Document segment:
------------------------------

• Stars
    star
    411
  • Rank 105,247 (Top 3 %)
  • Language
    Python
  • License
    Apache License 2.0
  • Created over 4 years ago
  • Updated over 1 year ago

Reviews

There are no reviews yet. Be the first to send feedback to the community and the maintainers!

Repository Details

Differentiable controlled differential equation solvers for PyTorch with GPU support and memory-efficient adjoint backpropagation.

torchcde

Differentiable GPU-capable solvers for CDEs

Update: for any new projects, I would now recommend using Diffrax instead. This is much faster, and producion-quality. torchcde was its prototype as a research project!

This library provides differentiable GPU-capable solvers for controlled differential equations (CDEs). Backpropagation through the solver or via the adjoint method is supported; the latter allows for improved memory efficiency.

In particular this allows for building Neural Controlled Differential Equation models, which are state-of-the-art models for (arbitrarily irregular!) time series. Neural CDEs can be thought of as a "continuous time RNN".


Installation

pip install torchcde

Requires PyTorch >=1.7.

Example

import torch
import torchcde

# Create some data
batch, length, input_channels = 1, 10, 2
hidden_channels = 3
t = torch.linspace(0, 1, length)
t_ = t.unsqueeze(0).unsqueeze(-1).expand(batch, length, 1)
x_ = torch.rand(batch, length, input_channels - 1)
x = torch.cat([t_, x_], dim=2)  # include time as a channel

# Interpolate it
coeffs = torchcde.hermite_cubic_coefficients_with_backward_differences(x)
X = torchcde.CubicSpline(coeffs)

------------------------------

What is being asked: Translate this sentence from the torchcde page into Spanish: "This library provides differentiable GPU-capable solvers for controlled differential equations (CDEs)."

Material provided:
------------------------------

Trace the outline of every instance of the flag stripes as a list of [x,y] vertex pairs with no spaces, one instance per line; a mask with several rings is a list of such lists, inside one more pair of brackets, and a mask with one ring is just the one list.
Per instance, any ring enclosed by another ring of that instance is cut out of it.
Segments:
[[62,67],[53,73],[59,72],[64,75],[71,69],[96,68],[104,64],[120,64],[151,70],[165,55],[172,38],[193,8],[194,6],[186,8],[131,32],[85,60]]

------------------------------

Complete output: Esta biblioteca proporciona solucionadores diferenciables y compatibles con GPU para ecuaciones diferenciales controladas (CDE).